- [What is required]:
Show every line in the items below that contains the string "cloud", copying each line in full. Case counts, so only matches with the same capital and small letters qualify.

- [Information provided]:
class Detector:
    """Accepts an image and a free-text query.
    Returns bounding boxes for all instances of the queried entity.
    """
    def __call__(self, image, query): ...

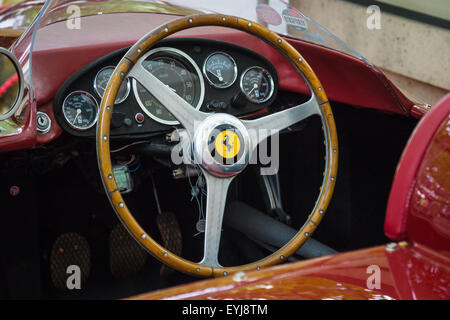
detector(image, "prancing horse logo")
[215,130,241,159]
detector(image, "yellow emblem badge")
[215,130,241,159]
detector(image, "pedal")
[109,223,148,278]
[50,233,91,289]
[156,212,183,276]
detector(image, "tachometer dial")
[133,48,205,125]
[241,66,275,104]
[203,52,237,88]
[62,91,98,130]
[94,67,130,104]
==
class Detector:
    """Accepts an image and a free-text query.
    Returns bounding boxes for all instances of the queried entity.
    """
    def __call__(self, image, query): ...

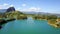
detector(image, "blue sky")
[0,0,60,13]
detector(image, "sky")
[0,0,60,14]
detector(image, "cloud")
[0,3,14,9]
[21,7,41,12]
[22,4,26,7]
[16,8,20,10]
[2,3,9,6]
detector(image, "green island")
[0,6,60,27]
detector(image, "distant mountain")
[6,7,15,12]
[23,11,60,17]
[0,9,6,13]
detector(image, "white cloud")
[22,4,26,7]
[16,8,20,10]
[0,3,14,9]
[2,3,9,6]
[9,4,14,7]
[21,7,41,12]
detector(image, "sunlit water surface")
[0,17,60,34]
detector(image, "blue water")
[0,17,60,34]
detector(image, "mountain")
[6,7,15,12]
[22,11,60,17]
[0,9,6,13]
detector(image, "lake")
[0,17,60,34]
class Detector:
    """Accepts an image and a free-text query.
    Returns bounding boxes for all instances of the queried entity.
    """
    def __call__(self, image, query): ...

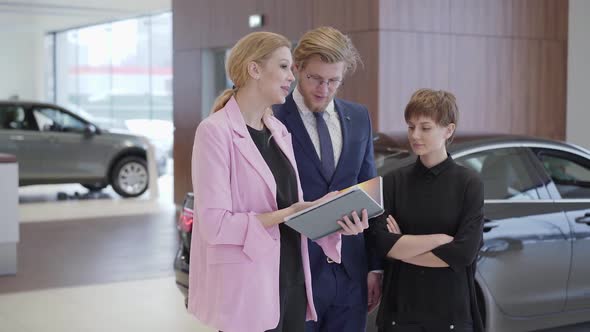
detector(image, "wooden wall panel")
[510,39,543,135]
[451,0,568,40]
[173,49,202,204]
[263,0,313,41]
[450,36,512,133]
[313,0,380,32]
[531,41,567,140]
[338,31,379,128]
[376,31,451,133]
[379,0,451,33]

- [Answer]:
detector(image, "cloud")
detector(image, "white cloud")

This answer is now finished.